REQUISITOS DAS TAREFAS:
**a.** Segundo o excerto sobre a desocupação do imóvel, por que motivo o depositário não pode ser desapossado do imóvel penhorado para o entregar ao proponente? Responda em uma a três frases.
**b.** Retome o excerto sobre a desocupação do imóvel logo a seguir à última frase apresentada.

EXCERTO SELECIONADO:
===

3 – Em conformidade com o disposto no artigo 824º do CPC, o adquirente tem o dever de depositar o preço. A entrega do preço é um pressuposto da venda executiva, sem a qual não se opera a transmissão do direito penhorado, isto é, sem pagamento do preço não há venda e sem esta não se opera a transmissão do direito penhorado.
4 – Não se tendo operado a transmissão do imóvel penhorado, por ainda não ter sido depositado o preço na sequência de venda executiva em leilão eletrónico, o depositário não pode ser desapossado do bem que tem à sua guarda, designadamente para ser entregue ao proponente, sem ser através do incidente de remoção previsto no artigo 761º do CPC.” (Acórdão do Tribunal da Relação de Guimarães, de 12-01-2023, Processo nº 558/21.T8CHV-B.G1, in www.dgsi.pt);
9 - Face à qualidade de fiel depositária do imóvel, o procedimento de diferimento de desocupação de imóvel, que é a casa de morada de família, só terá aplicação em caso de remoção da depositária ou, então, após se ter concretizado a compra e venda do imóvel. De outra forma, tratando-se da casa de morada de família, não se vê como é que o procedimento de diferimento de desocupação de imóvel poderá ter alguma aplicação;
10 - Como a Insolvente, aqui recorrente, nos termos legais era a fiel depositária do imóvel, já que se trata da casa de morada de família, e não foi removida, o procedimento de diferimento de desocupação do imóvel só pode ter cabimento após a venda do mesmo;
11 - O procedimento de diferimento de desocupação do imóvel, tratando-se de casa de morada de família, tem, assim, aplicação na fase da liquidação e depois de cumprida a venda do imóvel;
12 - O requerimento de diferimento de desocupação do imóvel apresentado pela Insolvente, aqui Recorrente, não foi extemporâneo;
13 - A decisão recorrida violou os artigos 864° e 865°, do CPC, por força da remissão operada nos arts. 150°, n° 5, do CIRE, e 862° do CPC, com uma errada aplicação da lei de processo, já que não teve em consideração que se tratava da casa de morada de família da Insolvente com o respectivo estatuto de fiel depositária.
14 – O pedido de deferimento de desocupação do imóvel apresentado pela Insolvente, aqui Recorrente, deve ser aceite, por tempestivo, e apreciado nos termos legais.

===

DADOS REGISTADOS:
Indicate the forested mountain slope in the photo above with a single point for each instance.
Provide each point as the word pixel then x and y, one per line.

===

RESPOSTAS DO EXERCÍCIO:
**a.** O depositário não pode ser desapossado porque a transmissão do imóvel ainda não se operou: o preço não foi depositado após a venda executiva em leilão eletrónico. Sem pagamento do preço não há venda nem transmissão do direito penhorado. Por isso, o bem só pode ser-lhe retirado através do incidente de remoção previsto no artigo 761º do CPC.

**b.**
Não foram apresentadas contra-alegações.
Foi dado cumprimento ao disposto no nº. 1 do art. 655º do CPC., nada tendo sido requerido.
Foi proferida decisão sumária.
A recorrente reclamou para a conferência.
Foram colhidos os vistos.
2- Cumpre apreciar e decidir:
Veio a recorrente reclamar para a conferência, alegando que reconhece que se verifica uma situação de dupla conforme, bem como, não ter invocado a revista excecional.
Porém, pretende a reclamante que se proceda à convolação oficiosa do recurso, enquanto revista excecional e lavrar despacho de aperfeiçoamento para efeitos de formalização do mesmo.
Ora, a nossa decisão sumária tem o seguinte teor que se reproduz:
«A recorrente veio interpor recurso de revista ao abrigo do disposto no art. 671º, nº. 2 al. a) do CPC.
Entende a recorrente que se está perante a violação e errada aplicação da lei de processo, invocando acórdãos que do seu ponto de vista, materializam a sua interpretação da situação concreta.
Dispõe o art. 671º do CPC., na parte que releva:
1. Cabe revista para o Supremo Tribunal de Justiça do acórdão da Relação, proferido sobre decisão da 1.ª instância, que conheça do mérito da causa ou que ponha termo ao processo, absolvendo da instância o réu ou algum dos réus quanto a pedido ou reconvenção deduzidos.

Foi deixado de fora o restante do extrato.